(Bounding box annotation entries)
------------------------------------------------

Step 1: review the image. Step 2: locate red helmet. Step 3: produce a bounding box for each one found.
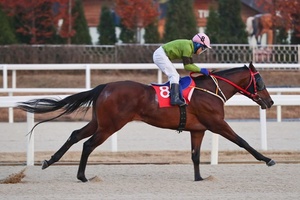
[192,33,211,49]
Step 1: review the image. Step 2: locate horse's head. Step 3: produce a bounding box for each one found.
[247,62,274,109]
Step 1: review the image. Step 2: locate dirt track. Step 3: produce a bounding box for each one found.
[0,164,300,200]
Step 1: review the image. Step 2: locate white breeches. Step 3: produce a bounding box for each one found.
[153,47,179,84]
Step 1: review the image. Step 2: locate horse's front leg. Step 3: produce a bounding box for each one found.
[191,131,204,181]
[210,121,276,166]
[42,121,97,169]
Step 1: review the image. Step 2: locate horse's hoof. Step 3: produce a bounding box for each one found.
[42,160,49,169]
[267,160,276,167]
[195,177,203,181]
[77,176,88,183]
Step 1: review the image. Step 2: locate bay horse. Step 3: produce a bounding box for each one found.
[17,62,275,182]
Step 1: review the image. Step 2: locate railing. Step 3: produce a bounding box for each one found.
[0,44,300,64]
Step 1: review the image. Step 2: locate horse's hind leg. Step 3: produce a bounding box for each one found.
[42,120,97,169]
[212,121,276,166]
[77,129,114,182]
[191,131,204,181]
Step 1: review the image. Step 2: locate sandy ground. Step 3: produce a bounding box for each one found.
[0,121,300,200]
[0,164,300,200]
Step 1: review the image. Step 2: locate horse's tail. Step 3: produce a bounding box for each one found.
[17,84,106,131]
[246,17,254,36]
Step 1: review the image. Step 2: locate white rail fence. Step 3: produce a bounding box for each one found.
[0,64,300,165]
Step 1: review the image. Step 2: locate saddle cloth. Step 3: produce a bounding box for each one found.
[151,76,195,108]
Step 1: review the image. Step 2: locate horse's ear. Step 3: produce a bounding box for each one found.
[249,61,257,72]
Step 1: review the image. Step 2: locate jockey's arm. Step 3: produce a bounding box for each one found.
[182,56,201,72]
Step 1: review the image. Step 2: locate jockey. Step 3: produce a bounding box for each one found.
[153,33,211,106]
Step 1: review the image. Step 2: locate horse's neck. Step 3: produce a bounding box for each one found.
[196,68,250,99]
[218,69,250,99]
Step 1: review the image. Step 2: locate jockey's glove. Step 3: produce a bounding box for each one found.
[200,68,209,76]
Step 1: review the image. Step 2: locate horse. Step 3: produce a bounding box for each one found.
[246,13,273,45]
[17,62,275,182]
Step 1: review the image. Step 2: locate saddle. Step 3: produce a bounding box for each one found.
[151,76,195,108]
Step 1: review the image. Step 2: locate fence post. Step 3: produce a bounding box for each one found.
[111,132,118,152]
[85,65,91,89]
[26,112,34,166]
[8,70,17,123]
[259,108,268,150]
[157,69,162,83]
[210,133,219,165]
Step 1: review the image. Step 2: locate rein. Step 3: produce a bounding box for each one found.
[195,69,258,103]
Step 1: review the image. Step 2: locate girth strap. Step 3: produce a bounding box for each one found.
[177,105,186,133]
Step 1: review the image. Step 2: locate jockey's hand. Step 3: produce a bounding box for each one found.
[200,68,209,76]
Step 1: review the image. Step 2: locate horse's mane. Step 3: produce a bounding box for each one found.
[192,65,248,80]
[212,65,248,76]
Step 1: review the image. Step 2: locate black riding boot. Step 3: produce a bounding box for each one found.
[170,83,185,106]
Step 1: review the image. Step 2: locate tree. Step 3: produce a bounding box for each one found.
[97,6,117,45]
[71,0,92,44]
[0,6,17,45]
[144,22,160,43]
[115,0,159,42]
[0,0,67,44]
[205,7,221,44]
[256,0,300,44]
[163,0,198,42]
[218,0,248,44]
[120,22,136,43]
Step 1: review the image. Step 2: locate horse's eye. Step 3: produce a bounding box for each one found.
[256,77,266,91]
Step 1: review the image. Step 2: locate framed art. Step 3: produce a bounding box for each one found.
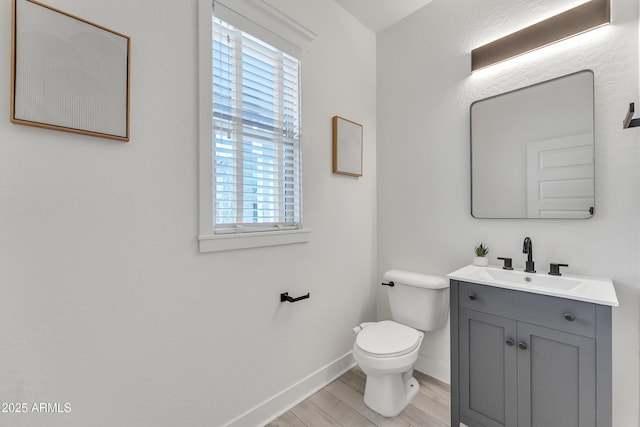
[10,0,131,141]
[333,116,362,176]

------------------------------------------------

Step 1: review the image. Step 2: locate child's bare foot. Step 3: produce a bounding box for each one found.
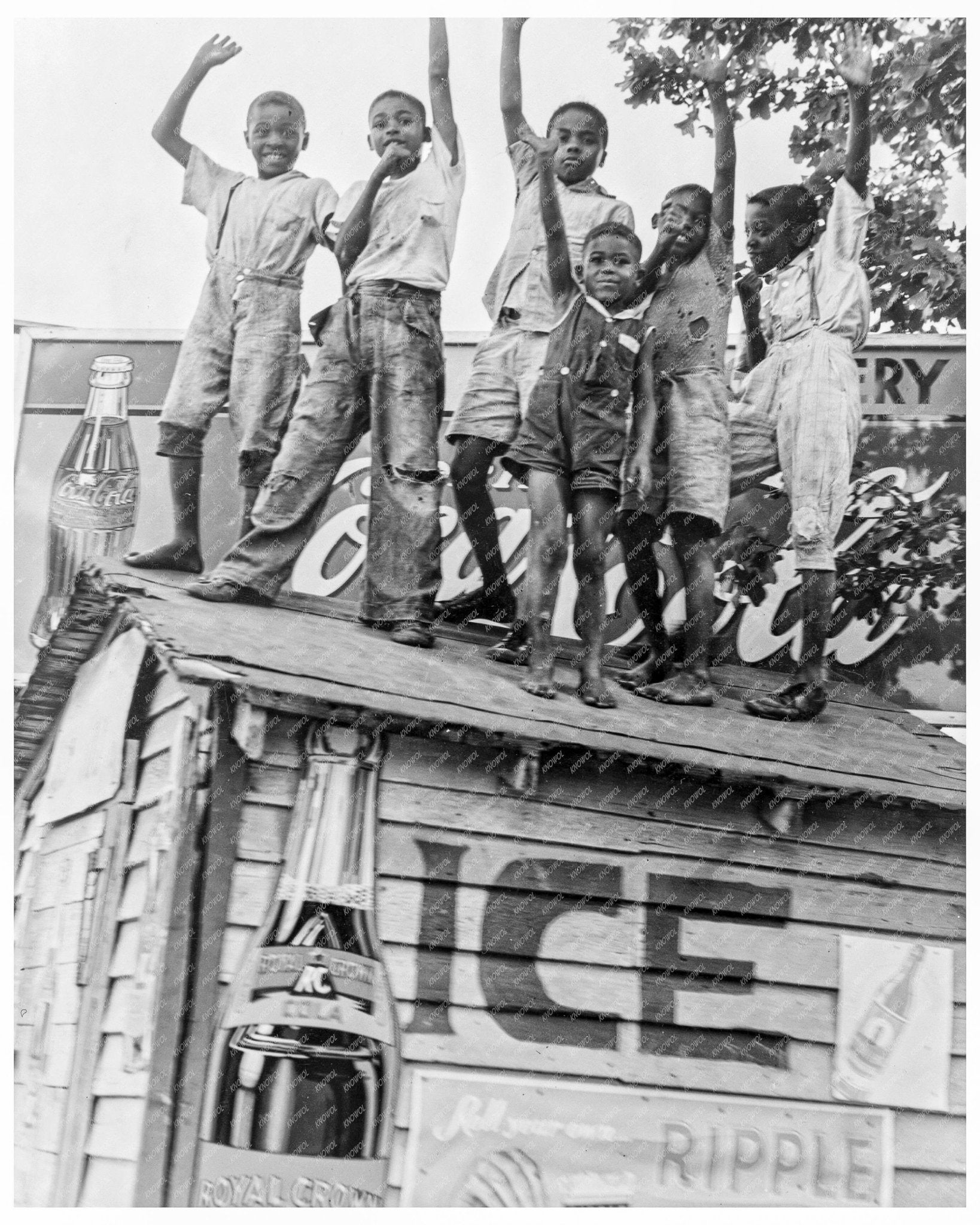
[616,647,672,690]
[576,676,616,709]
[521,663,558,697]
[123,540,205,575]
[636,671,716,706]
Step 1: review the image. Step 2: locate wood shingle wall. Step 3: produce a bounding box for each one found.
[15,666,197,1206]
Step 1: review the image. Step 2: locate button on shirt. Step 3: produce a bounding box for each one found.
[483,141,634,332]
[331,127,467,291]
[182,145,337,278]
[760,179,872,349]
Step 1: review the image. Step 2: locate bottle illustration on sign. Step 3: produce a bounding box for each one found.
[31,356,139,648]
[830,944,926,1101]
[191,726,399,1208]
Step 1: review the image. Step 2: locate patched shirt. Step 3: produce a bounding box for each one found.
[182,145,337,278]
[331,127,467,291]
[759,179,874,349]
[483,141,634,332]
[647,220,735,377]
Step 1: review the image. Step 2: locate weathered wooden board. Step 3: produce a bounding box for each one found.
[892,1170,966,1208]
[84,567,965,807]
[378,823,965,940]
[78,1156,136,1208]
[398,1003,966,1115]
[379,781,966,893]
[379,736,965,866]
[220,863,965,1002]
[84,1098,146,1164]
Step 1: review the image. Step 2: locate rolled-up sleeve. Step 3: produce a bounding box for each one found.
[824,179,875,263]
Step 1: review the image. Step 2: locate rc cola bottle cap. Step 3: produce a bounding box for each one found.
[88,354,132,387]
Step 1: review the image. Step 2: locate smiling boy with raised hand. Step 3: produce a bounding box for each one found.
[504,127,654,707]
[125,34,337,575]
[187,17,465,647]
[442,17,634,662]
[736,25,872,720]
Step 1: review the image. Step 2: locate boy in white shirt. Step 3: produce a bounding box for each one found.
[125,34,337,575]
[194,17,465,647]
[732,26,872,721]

------------------------------------------------

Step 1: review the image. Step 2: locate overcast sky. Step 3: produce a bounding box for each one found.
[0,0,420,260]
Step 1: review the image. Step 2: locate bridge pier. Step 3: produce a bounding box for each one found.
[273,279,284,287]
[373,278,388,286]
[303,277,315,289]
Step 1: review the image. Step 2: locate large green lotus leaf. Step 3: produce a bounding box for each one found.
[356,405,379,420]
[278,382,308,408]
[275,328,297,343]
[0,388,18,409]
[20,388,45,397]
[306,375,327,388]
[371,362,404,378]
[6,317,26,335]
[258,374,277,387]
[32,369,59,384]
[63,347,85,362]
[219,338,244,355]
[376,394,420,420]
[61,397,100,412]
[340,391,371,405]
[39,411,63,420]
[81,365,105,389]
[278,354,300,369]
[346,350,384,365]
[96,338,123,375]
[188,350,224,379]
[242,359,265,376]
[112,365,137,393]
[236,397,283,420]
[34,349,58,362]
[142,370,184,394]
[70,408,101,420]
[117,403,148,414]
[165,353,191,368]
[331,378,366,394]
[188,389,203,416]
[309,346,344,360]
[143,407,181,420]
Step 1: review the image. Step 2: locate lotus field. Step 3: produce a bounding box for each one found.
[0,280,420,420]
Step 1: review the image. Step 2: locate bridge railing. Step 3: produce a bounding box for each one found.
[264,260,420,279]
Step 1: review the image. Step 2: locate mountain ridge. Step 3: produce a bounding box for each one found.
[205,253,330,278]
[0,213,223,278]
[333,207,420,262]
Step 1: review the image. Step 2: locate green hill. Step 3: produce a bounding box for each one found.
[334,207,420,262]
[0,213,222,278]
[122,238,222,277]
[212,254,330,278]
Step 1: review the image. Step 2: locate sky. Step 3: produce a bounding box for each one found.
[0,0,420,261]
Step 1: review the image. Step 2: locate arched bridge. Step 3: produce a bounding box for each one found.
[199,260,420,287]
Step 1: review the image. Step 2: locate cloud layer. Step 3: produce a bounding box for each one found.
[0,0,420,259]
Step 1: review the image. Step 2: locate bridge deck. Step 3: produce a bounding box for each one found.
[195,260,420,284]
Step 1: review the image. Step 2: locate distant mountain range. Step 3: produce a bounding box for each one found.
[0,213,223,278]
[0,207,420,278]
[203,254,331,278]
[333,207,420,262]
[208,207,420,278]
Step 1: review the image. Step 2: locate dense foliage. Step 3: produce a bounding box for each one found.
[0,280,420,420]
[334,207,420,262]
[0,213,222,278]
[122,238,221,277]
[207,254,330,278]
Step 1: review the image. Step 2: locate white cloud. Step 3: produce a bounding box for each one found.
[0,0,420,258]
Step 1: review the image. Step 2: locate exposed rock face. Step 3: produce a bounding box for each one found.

------------------------------------------------

* **Requirements**
Rewrite the items from the line with "Step 1: review the image. Step 2: locate saddle cloth." to the line with "[218,69,250,99]", both ends included, keeping each request line as it is. Multiply every bounding box coordinate in the answers by 1.65, rounding to whole numbers with halves rounded up.

* **Response to this exercise**
Step 1: review the image. Step 2: locate saddle cloth. Step 3: produce a bounding box for each one found.
[249,125,322,178]
Step 1: review the image. Step 2: locate horse's ear. Step 3: produce a bounding box for each one found.
[411,101,424,119]
Step 1: review the image. Step 2: locate jockey's arm. Step 3: produce a bounding box for each one found.
[300,92,332,119]
Step 1: review the image. Step 2: locate jockey. Step 3: produce a bounding box for each one found.
[252,54,348,175]
Step 1: review the image. Step 2: locate horse's neck. Step 3: produce a bounding box for each one found.
[323,112,413,163]
[360,114,413,163]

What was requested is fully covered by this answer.